SHORT EXERCISE: Please set down all the lines beneath this one exactly, without the pictures.

RECORD EXTRACTS:
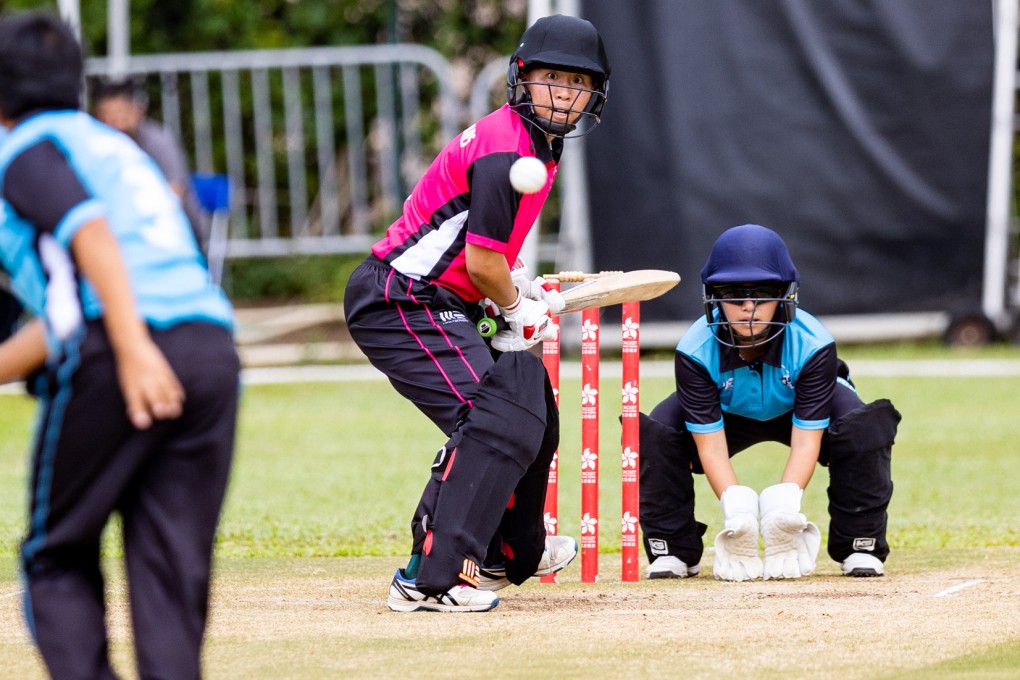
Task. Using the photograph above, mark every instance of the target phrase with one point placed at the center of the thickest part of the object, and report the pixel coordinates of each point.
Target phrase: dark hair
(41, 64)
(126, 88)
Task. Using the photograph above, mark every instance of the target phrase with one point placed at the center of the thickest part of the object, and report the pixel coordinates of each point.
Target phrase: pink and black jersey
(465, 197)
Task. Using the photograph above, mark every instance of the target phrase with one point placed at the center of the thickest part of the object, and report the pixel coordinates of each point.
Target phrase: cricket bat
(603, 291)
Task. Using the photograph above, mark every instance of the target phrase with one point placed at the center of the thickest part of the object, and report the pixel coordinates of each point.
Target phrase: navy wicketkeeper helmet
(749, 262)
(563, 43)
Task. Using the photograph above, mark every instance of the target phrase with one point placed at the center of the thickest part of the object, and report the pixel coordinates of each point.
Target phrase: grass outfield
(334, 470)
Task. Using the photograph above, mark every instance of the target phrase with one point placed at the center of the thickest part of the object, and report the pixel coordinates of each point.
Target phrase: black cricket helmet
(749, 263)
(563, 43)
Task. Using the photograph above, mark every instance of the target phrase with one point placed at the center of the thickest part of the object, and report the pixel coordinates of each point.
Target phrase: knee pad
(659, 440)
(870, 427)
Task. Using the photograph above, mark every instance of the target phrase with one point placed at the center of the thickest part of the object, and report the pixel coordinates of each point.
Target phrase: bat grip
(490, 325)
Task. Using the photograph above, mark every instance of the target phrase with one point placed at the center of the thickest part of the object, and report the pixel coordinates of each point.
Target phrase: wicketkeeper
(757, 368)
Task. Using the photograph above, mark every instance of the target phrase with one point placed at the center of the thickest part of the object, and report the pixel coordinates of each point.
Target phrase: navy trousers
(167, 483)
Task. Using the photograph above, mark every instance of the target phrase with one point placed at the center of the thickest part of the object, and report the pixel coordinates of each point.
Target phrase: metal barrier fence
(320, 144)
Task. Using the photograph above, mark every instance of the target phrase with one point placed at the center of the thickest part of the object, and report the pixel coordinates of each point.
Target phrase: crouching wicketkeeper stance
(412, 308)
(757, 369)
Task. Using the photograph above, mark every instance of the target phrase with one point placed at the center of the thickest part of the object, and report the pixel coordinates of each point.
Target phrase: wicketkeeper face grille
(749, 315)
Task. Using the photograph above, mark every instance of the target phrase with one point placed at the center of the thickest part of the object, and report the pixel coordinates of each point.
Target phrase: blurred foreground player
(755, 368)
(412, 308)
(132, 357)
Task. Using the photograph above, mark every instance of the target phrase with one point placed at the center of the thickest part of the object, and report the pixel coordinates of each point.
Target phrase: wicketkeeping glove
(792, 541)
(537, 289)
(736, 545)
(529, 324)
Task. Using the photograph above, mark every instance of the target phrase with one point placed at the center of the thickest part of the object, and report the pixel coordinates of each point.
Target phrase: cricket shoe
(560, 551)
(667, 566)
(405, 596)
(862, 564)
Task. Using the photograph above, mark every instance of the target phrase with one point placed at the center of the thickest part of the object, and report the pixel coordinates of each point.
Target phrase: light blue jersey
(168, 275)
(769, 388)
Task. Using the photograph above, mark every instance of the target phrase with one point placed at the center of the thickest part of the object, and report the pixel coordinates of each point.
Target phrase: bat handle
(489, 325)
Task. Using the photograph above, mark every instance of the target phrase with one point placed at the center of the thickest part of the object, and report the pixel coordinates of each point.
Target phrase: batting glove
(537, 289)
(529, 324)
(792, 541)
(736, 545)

RESULT OF THE EXERCISE:
Task. Using the photograph above, mark every instance of the target phrase with one point placed at the center of the thickest part of the object, and report the pixel coordinates of each point.
Target phrase: dark hair
(41, 64)
(126, 88)
Task. Using the photograph above, mark every instance of the target phrase with one point placed at the center of the thickest part of the object, and report the pixel coordinates of each point.
Target phrase: pink and black jersey
(465, 197)
Task. Using the photograph above, mark every instance of the target phrase with one point placed at the center of the thickest part of the object, and report the pixel coordinates of each point.
Target phrase: cricket bat
(603, 291)
Task. Using the photograph above, mark every instance of the target phrase with one point placed at the center of the thickest part of the object, and report the pixel coordinates of each point.
Target phrase: navy wicketkeeper helmet
(749, 262)
(563, 43)
Task. Using the photograph above, mark every instance of the target phrase with one point placed at the center of the thickest part of the object, and report the pixel coordinates of each point.
Target phrase: grass outfield
(334, 470)
Task. Using the photograph above, mark every instance of the target phrase with one point placed at the center of the thickest part of the object, and report the pixel coordinates of each point.
Target phrase: black cricket helmet
(749, 263)
(563, 43)
Task. Using the photograph above, mark every instance of the target phrase with one point placed at the center of the thickest part of the object, and report the pixel coordinates of each point.
Target phrase: knee pad
(659, 440)
(870, 427)
Task. Using the photograph above, mark every instance of the target phrase with one point placed at the center of the thickest part of the object, and report the pixel coordinates of each point.
Target phrase: bat grip
(490, 325)
Task. Using the photograph above, mark every instance of the target phrase with one point placed at the center of the thickest part of the object, and report the pixel coordinates of each point.
Target phrase: wicketkeeper
(757, 368)
Task. Using the photograph above, mark every instance of the target phrase with one point placed at the center of the thickest part of the object, and report the pixel coordinates of each point.
Target phrase: navy trousers
(167, 483)
Task. Using the photograph above, mark every instance of the target phrase with one point placed at the center of the thickest part of the object, and report the pixel coordinates of each point.
Target phrase: metal barrier fence
(320, 144)
Task. Using the photograph above, mark every instance of the target phrase with one point placed at the center of the thickest part of the object, and report the pixel coordinates of each point.
Target phrase: crouching wicketkeeper stance
(412, 308)
(757, 369)
Task. Using the photograph above, mark every instance of the target phrase with one point placed at the center of the thickest part of the object, and report the pixel coordinates of each point.
Target phrase: wicketkeeper face grille
(749, 315)
Task. Using the photograph above, mark every instance of the target phrase with one point placed at the center of the thickest part of the object, and report the pixel coordinates of each point.
Target phrase: blurred foreground player
(755, 368)
(412, 308)
(132, 357)
Task. Using the photograph above, mark every instance of the target phrase with one point placed at the center of the thickest part of the object, and report the pixel coordinates of each point.
Target phrase: wicketkeeping glove
(792, 541)
(537, 289)
(736, 545)
(529, 324)
Task. Using the photograph above, mark every instance of the target phrase with one point placed at the center of the thickest part of the object, and report the pixel coordinates of each point.
Target phrase: cricket shoe
(560, 551)
(667, 566)
(405, 596)
(862, 564)
Task. Using the photograph above, mark every instance of the target phrase with one point placed at the center of the thickest part of the object, and report the pixel coordinates of each point.
Target phrase: light blue jersey
(168, 275)
(769, 388)
Task. Using the photograph above, mark every instance of the target phrase with one point placed at the center of the thickest part of the object, and report the pixel coordinates of each point.
Target phrase: bat handle
(489, 325)
Task. Using the photograph above, mark every instance of the target phrase with one point placed at the center of the thickest part of the object, and report the pixel coordinates of each point.
Target phrase: batting glove
(537, 289)
(529, 324)
(792, 541)
(736, 545)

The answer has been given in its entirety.